* [Selected passage]
The earliest works of this period, such as the Ezzolied and Annolied, were still the product of clerical authors with a biblical subject, but now directed towards a lay audience at the noble courts, rather than the clerical audience of the Old High German compositions.

By the middle of the 12th century, though, more secular works such as the Kaiserchronik ("The Imperial Chronicle") and the Alexanderlied introduced more worldly subject matter, though still within the religious world-view. In the same period, the love lyrics of the Danubian poets mark the start of the Minnesang tradition.

Under Frederick Barbarossa (ruled 1155–1190), political stability and increasing wealth encouraged the nobility to "assert its identity in activities that enhanced its visibility and prestige", among which were the patronage of vernacular literature, sponsoring new compositions, and the performance and copying of existing works. This new, largely secular literature introduced "new ways of thinking, feeling, imagining", seen in the courtly concerns with romantic love, the challenges and obligations of knighthood, and a striving for personal honour. Religious concerns were not lost, but the issue was now how to reconcile worldly and divine obligations.

From around 1170 Old French romances and the songs of the Provençal troubadours and French trouvères inspired MHG adaptations, which even from the start showed great independence from their sources. The following decades were a "golden age" (German Blütezeit), a sixty-year period which saw the creation of works recognized by both contemporaries and later generations as classics: the courtly romances of Hartmann von Aue, Gottfried von Strassburg and Wolfram von Eschenbach, and the songs of the Minnesänger, most notable among them Walther von der Vogelweide.

[Annotated photo localization data]
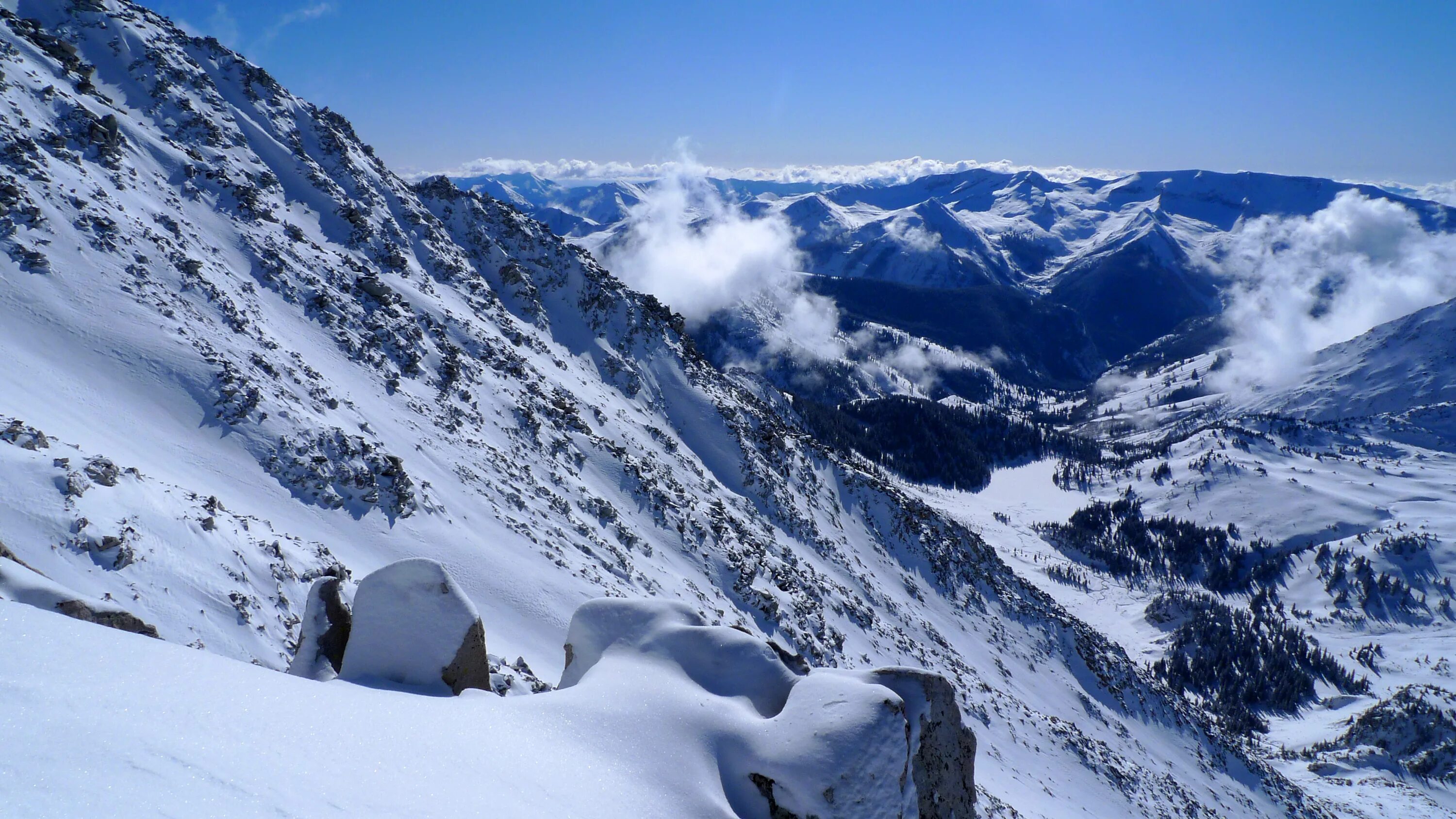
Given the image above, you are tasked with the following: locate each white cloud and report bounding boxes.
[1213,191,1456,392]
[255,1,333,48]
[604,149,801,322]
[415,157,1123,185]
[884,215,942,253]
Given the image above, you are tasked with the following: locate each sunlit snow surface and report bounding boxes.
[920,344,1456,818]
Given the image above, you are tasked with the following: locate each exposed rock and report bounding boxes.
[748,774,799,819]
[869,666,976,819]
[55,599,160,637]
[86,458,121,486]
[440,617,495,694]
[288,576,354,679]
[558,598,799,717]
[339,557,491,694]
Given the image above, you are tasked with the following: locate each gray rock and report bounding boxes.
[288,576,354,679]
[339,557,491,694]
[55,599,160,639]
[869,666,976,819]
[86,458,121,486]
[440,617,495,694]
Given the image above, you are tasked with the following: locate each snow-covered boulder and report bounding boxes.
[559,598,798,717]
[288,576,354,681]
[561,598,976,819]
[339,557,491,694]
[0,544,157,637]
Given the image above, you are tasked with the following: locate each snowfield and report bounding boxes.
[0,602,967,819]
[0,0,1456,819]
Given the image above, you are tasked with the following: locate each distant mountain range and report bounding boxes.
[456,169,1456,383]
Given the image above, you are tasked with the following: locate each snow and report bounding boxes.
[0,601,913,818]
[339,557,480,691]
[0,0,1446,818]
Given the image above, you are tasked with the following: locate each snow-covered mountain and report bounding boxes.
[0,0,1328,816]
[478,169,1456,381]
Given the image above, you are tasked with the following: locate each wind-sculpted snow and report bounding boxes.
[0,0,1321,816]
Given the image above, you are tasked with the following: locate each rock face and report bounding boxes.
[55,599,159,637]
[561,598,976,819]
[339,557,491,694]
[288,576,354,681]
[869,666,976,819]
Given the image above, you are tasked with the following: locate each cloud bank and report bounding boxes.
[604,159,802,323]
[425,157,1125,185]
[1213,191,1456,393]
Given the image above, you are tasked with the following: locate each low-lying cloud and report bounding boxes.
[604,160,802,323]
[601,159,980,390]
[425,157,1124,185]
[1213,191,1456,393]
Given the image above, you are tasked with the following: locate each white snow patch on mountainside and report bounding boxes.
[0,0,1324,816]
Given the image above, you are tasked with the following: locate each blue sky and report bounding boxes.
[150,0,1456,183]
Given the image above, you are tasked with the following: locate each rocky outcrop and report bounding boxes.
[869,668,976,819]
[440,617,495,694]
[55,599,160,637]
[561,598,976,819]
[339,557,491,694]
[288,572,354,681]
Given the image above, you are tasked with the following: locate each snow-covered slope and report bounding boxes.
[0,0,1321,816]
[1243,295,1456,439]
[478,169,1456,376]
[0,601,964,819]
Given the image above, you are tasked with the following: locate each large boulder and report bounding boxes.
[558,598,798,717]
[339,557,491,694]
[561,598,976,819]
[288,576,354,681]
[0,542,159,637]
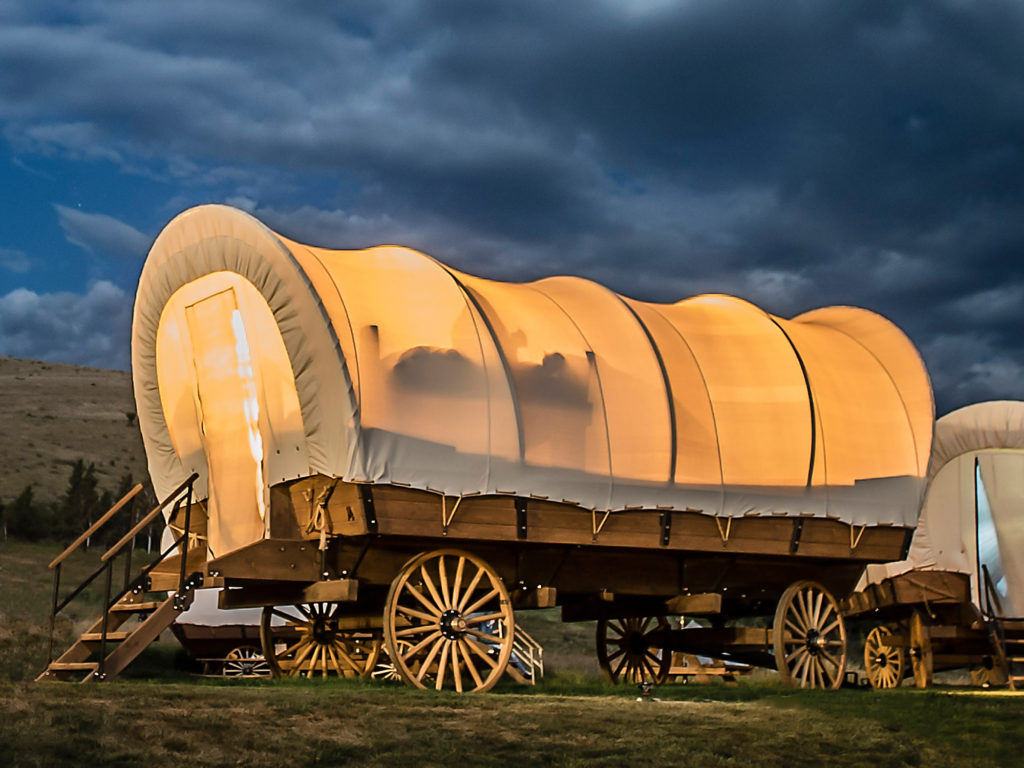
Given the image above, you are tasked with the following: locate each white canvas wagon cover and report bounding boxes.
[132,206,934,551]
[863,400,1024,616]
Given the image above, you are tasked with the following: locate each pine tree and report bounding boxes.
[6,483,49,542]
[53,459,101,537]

* [Task instructions]
A - According to the passage on Middle High German literature, during which years did Frederick Barbarossa rule?
B - Repeat word for word the part of the passage on Middle High German literature between "The earliest works" and "the Minnesang tradition.", inclusive.

* [Solution list]
A - 1155–1190

B -
The earliest works of this period, such as the Ezzolied and Annolied, were still the product of clerical authors with a biblical subject, but now directed towards a lay audience at the noble courts, rather than the clerical audience of the Old High German compositions.

By the middle of the 12th century, though, more secular works such as the Kaiserchronik ("The Imperial Chronicle") and the Alexanderlied introduced more worldly subject matter, though still within the religious world-view. In the same period, the love lyrics of the Danubian poets mark the start of the Minnesang tradition.